-- Start of Data extract --

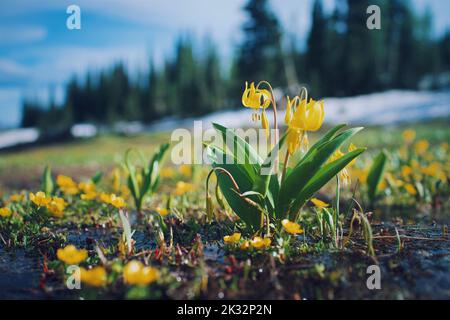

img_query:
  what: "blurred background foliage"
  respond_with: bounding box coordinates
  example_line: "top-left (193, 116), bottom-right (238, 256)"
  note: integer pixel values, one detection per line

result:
top-left (21, 0), bottom-right (450, 131)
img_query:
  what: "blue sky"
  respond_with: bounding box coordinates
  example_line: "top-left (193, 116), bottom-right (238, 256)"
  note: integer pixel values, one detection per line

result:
top-left (0, 0), bottom-right (450, 127)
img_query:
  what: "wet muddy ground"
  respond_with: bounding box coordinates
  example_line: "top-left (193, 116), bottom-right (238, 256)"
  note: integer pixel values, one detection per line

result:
top-left (0, 219), bottom-right (450, 299)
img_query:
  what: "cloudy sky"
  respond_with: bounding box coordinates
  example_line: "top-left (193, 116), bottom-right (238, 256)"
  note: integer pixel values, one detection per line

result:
top-left (0, 0), bottom-right (450, 127)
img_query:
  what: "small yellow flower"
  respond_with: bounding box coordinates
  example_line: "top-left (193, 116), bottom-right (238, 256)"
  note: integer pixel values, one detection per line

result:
top-left (109, 194), bottom-right (125, 209)
top-left (47, 197), bottom-right (67, 218)
top-left (250, 237), bottom-right (272, 249)
top-left (56, 244), bottom-right (87, 264)
top-left (175, 181), bottom-right (195, 196)
top-left (0, 207), bottom-right (12, 218)
top-left (404, 183), bottom-right (417, 196)
top-left (80, 266), bottom-right (108, 287)
top-left (242, 82), bottom-right (271, 110)
top-left (223, 232), bottom-right (241, 244)
top-left (402, 129), bottom-right (416, 144)
top-left (156, 207), bottom-right (169, 217)
top-left (281, 219), bottom-right (303, 234)
top-left (9, 193), bottom-right (25, 202)
top-left (30, 191), bottom-right (51, 207)
top-left (159, 167), bottom-right (175, 178)
top-left (78, 182), bottom-right (96, 194)
top-left (80, 191), bottom-right (97, 201)
top-left (123, 260), bottom-right (159, 285)
top-left (240, 240), bottom-right (250, 250)
top-left (178, 164), bottom-right (192, 177)
top-left (414, 139), bottom-right (430, 155)
top-left (56, 175), bottom-right (79, 195)
top-left (401, 166), bottom-right (412, 178)
top-left (311, 198), bottom-right (330, 209)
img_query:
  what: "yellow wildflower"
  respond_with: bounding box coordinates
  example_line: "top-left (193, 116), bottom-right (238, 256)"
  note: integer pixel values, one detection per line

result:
top-left (30, 191), bottom-right (51, 207)
top-left (80, 191), bottom-right (97, 201)
top-left (156, 207), bottom-right (169, 217)
top-left (404, 183), bottom-right (417, 196)
top-left (402, 129), bottom-right (416, 144)
top-left (56, 244), bottom-right (87, 264)
top-left (0, 207), bottom-right (12, 218)
top-left (175, 181), bottom-right (195, 196)
top-left (9, 193), bottom-right (25, 202)
top-left (414, 139), bottom-right (430, 155)
top-left (78, 182), bottom-right (96, 194)
top-left (311, 198), bottom-right (330, 209)
top-left (223, 232), bottom-right (241, 244)
top-left (123, 260), bottom-right (159, 285)
top-left (281, 219), bottom-right (303, 234)
top-left (80, 266), bottom-right (108, 287)
top-left (250, 237), bottom-right (272, 249)
top-left (47, 197), bottom-right (67, 218)
top-left (242, 82), bottom-right (271, 110)
top-left (401, 166), bottom-right (412, 178)
top-left (56, 175), bottom-right (79, 195)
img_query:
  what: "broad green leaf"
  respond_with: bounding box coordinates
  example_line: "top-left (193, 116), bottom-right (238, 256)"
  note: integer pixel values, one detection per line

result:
top-left (42, 166), bottom-right (55, 196)
top-left (367, 151), bottom-right (387, 204)
top-left (289, 148), bottom-right (366, 220)
top-left (276, 127), bottom-right (362, 218)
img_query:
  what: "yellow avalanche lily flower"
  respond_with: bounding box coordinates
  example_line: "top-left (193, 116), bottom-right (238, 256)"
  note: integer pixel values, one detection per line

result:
top-left (0, 207), bottom-right (12, 218)
top-left (47, 197), bottom-right (67, 218)
top-left (242, 82), bottom-right (271, 110)
top-left (30, 191), bottom-right (51, 207)
top-left (123, 260), bottom-right (159, 285)
top-left (311, 198), bottom-right (330, 209)
top-left (281, 219), bottom-right (303, 234)
top-left (156, 207), bottom-right (169, 217)
top-left (56, 175), bottom-right (79, 195)
top-left (56, 244), bottom-right (87, 264)
top-left (223, 232), bottom-right (241, 244)
top-left (284, 96), bottom-right (325, 155)
top-left (250, 237), bottom-right (272, 249)
top-left (80, 266), bottom-right (108, 287)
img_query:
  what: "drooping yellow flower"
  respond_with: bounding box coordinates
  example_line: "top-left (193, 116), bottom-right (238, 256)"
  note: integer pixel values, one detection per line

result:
top-left (414, 139), bottom-right (430, 155)
top-left (178, 164), bottom-right (192, 177)
top-left (9, 193), bottom-right (25, 202)
top-left (159, 167), bottom-right (175, 178)
top-left (155, 207), bottom-right (169, 217)
top-left (78, 182), bottom-right (96, 194)
top-left (401, 166), bottom-right (412, 179)
top-left (223, 232), bottom-right (241, 244)
top-left (56, 244), bottom-right (87, 264)
top-left (30, 191), bottom-right (52, 207)
top-left (0, 207), bottom-right (12, 218)
top-left (311, 198), bottom-right (330, 209)
top-left (404, 183), bottom-right (417, 196)
top-left (109, 194), bottom-right (125, 209)
top-left (281, 219), bottom-right (303, 234)
top-left (175, 181), bottom-right (195, 196)
top-left (47, 197), bottom-right (67, 218)
top-left (242, 82), bottom-right (271, 110)
top-left (250, 237), bottom-right (272, 249)
top-left (123, 260), bottom-right (160, 285)
top-left (80, 191), bottom-right (97, 201)
top-left (80, 266), bottom-right (108, 287)
top-left (402, 129), bottom-right (416, 144)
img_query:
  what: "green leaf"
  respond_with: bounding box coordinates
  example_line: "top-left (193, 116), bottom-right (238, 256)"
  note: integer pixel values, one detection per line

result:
top-left (367, 150), bottom-right (387, 204)
top-left (276, 127), bottom-right (362, 218)
top-left (206, 145), bottom-right (261, 230)
top-left (42, 166), bottom-right (55, 196)
top-left (289, 148), bottom-right (366, 221)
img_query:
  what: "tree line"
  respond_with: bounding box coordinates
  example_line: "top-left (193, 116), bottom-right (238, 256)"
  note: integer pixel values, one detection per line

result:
top-left (21, 0), bottom-right (450, 130)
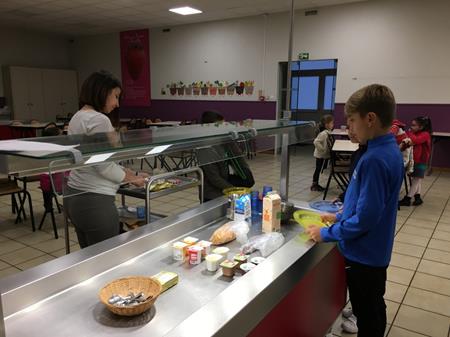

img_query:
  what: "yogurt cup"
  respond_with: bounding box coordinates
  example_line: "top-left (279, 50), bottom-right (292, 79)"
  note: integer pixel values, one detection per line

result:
top-left (212, 247), bottom-right (230, 261)
top-left (205, 254), bottom-right (223, 271)
top-left (188, 246), bottom-right (203, 264)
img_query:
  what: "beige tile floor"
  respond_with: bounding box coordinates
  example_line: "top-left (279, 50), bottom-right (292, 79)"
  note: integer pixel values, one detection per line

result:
top-left (0, 146), bottom-right (450, 337)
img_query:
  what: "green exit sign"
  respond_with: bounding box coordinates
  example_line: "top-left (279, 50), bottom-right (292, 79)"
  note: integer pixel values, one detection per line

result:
top-left (298, 53), bottom-right (309, 60)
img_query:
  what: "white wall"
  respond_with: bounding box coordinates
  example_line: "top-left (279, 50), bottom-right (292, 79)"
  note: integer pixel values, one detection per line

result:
top-left (72, 0), bottom-right (450, 103)
top-left (0, 27), bottom-right (70, 96)
top-left (69, 33), bottom-right (121, 90)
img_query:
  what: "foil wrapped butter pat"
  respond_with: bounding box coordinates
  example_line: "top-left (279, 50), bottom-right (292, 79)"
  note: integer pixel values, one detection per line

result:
top-left (152, 271), bottom-right (178, 292)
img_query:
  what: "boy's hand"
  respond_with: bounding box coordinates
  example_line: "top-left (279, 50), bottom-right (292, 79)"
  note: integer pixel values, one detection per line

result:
top-left (320, 213), bottom-right (336, 224)
top-left (306, 226), bottom-right (323, 242)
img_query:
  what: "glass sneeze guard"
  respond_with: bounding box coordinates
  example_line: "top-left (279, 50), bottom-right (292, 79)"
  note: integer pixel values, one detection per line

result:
top-left (0, 120), bottom-right (312, 175)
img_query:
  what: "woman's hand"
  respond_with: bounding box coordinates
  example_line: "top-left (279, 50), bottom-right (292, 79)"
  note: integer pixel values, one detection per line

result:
top-left (320, 213), bottom-right (336, 224)
top-left (305, 226), bottom-right (323, 242)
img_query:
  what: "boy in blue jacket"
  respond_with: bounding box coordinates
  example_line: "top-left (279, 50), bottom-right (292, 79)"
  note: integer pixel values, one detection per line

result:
top-left (307, 84), bottom-right (404, 337)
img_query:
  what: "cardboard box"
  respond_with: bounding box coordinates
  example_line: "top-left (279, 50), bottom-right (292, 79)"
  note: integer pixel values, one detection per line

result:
top-left (262, 193), bottom-right (281, 233)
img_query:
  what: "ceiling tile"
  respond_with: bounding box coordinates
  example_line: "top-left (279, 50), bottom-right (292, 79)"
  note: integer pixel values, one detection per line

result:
top-left (0, 0), bottom-right (370, 37)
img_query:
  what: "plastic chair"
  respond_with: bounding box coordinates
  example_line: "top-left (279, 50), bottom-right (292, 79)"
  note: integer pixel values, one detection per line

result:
top-left (0, 178), bottom-right (36, 232)
top-left (39, 173), bottom-right (64, 239)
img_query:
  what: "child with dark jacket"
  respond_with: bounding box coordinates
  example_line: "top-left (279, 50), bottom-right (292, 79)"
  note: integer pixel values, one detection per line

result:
top-left (399, 117), bottom-right (432, 206)
top-left (307, 84), bottom-right (404, 337)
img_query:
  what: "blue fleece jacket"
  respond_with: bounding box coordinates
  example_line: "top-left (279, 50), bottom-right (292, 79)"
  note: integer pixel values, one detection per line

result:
top-left (320, 134), bottom-right (404, 267)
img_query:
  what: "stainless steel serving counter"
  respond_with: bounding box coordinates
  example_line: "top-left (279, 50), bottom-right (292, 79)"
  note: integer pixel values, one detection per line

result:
top-left (0, 199), bottom-right (344, 337)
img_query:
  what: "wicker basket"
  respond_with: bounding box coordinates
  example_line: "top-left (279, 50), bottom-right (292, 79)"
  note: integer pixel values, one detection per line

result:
top-left (99, 276), bottom-right (161, 316)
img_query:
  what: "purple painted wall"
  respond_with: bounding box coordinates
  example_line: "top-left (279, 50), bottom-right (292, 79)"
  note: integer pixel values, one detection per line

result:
top-left (334, 103), bottom-right (450, 168)
top-left (120, 100), bottom-right (450, 168)
top-left (120, 99), bottom-right (276, 121)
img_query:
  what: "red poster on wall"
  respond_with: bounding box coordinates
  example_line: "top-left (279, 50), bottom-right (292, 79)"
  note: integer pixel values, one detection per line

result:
top-left (120, 29), bottom-right (150, 106)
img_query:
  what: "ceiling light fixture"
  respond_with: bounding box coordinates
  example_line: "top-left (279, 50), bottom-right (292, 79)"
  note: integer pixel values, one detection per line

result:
top-left (169, 7), bottom-right (203, 15)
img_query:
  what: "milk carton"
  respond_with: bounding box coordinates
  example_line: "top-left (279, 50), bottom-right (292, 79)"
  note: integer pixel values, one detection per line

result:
top-left (262, 192), bottom-right (281, 233)
top-left (234, 194), bottom-right (252, 221)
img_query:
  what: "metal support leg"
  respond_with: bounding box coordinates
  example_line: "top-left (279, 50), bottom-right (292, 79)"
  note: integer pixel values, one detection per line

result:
top-left (63, 207), bottom-right (70, 254)
top-left (280, 133), bottom-right (289, 200)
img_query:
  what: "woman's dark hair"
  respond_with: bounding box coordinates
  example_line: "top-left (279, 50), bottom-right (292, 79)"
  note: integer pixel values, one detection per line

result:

-- End of Data extract --

### Short exercise
Copy the rows from the start through the line containing "top-left (21, 0), bottom-right (450, 131)", swapping "foliage" for "leaves" and changing nothing else. Leave out the pictures.

### Exercise response
img_query:
  what: "blurred background leaves"
  respond_with: bounding box coordinates
  example_line: "top-left (193, 116), bottom-right (238, 256)"
  note: integer pixel values, one detection per line

result:
top-left (21, 0), bottom-right (450, 131)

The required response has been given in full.